• **Text section**
***

Promotion: Austrian cladding company Rieder is developing facade panels with reduced cement content – informed by the buildings of ancient Rome – which it has used across its headquarters with the aim of becoming “climate positive” by 2030.

Rieder is replacing cement in its concrete facade panels with natural and local pozzolana – a material derived from volcanic matter such as pumice or ash that has lower CO2 emissions during its production than concrete with high cement content.

“Concrete without cement, is that possible? Yes, Wolfgang Rieder firmly believes, and he has sent his company on a journey with ‘climate positive by 2030’ as the destination,” said Rieder.

Exterior image of Rieder's headquarters which is clad in its facade panels
Rieder is reducing cement content in its concrete facade panels

Through the development of CO2-reduced facade panels, Rieder is introducing a reduced-cement composition across its existing products including its Material fibreC, concrete skin, öko skin and formparts.

To better understand the products and their durability, Rieder is trialling the usage of its cement-reduced Material fibreC panels across a 400-square-metre facade area on the exterior of its headquarters in Maishofen, Austria.

Exterior image of the Rieder headquarters
It clad its new headquarters in the cement-reduced panels

“We have identified the levers where we can intervene in order to produce and operate climate positively by 2030,” said Rieder founder Wolfgang Rieder.

“Now we are implementing our plan, evaluating the results and developing them further.”

Image of the exterior of the Rieder headquarters
Rieder housed its headquarters within a former bus garage

Already, the facade company has replaced 50 per cent of cement used in the concrete mix with alternate materials, such as pozzolana, which has produced a product that reduces CO2 emissions by 30 per cent.

According to the Austrian cladding company, its use of natural pozzolana was informed by the Romans and their construction techniques specifically in developing opus caementicium – a cast masonry or concrete used to build ancient Rome.

***

• **Supplied information**
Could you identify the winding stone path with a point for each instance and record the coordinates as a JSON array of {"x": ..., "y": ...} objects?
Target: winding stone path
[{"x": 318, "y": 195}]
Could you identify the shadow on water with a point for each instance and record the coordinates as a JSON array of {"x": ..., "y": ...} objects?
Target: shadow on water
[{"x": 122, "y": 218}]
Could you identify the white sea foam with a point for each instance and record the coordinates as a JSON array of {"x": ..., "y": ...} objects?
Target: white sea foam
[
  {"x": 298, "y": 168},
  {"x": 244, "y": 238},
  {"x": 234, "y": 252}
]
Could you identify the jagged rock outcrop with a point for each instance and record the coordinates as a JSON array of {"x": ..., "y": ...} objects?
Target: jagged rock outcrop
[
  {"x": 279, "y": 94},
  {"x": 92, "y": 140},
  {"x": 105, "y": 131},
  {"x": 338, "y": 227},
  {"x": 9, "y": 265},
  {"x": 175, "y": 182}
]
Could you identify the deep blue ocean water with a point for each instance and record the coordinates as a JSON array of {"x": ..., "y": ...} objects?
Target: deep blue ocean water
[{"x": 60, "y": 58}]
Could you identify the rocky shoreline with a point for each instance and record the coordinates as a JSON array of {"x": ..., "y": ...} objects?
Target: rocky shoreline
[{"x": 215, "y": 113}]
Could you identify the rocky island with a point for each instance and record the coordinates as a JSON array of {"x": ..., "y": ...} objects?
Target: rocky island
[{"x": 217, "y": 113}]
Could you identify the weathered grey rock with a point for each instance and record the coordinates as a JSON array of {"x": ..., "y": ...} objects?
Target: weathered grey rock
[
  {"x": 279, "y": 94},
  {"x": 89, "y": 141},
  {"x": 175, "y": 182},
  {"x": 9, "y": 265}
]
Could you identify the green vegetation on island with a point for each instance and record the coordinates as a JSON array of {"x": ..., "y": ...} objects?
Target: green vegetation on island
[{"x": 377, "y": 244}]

***

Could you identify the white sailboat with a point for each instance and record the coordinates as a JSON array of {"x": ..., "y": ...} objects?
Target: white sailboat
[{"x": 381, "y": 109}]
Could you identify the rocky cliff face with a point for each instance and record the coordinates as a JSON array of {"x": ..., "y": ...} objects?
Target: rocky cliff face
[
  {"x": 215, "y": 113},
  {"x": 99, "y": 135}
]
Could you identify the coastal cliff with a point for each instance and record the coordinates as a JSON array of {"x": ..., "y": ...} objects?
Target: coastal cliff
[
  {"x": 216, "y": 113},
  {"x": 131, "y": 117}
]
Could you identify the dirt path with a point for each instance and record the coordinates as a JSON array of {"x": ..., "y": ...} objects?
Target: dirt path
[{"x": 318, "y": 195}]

***

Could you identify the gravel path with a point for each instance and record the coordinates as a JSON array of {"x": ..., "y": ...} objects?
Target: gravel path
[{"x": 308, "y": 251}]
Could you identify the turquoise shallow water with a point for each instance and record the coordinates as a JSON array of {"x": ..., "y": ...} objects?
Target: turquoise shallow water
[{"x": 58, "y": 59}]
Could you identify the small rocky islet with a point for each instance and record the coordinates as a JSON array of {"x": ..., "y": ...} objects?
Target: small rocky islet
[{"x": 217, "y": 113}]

***

• **Set problem**
Extend the article on Rieder's low-cement facade panels by writing the passage that comes next. The records have nothing to do with the text.

• **Exercise result**
Exterior image of the slate grey facade panels at Rieder's headquarters
Rieder aims to remove cement completely from its panels by 2027

Rieder says that the Romans used pozzolana as a binder in opus caementicium, which reduced cracking across the material and provided the cast masonry with better durability than modern concrete – as evident through Rome’s, still standing, Pantheon, Colosseum and Roman forum.

“The cement used in the Rieder facade panels is gradually being replaced by natural and local pozzolana, which has significantly lower CO2 emissions during production,” said the brand.

“Inspired by ancestral knowledge and driven by the will to minimise the company’s ecological footprint and offer products that help bring about a climate reversal, Rieder developed a world first,” it continued.

Interior image of the Rieder headquarters
Its headquarters were used as an example of circular construction

The facade panels with reduced cement content and CO2 emissions, including concrete skin, öko skin and formparts, will be available in 2023 and in a selection of colours including a slate finish, which bears similarities to real slate.

By 2027, Rieder hopes its facade panel product range will be completely cement-free.

Interior image of a lobby area at the Rieder headquarters
It reused local and recycled materials within the renovation of the former bus garage

The company’s new headquarters, Glemm21 in Maishofen, was transformed from a former bus garage into a workspace for Rieder in an attempt to serve as an example of circular construction.

In the renovation, Rieder reused concrete columns, 150 tonnes of recycled steel and wooden walls within the headquarters to create a workspace that spoke to the ethos of their climate-positive goals.

Interior image of the facade panel headquarters and workspaces
The company said it is aiming to be “climate positive” by 2030

“Using what’s there already rather than building something new is known to be the best way to save grey energy and reduce land sealing. And so, we tried it out on ourselves”, said Wolfgang Rieder.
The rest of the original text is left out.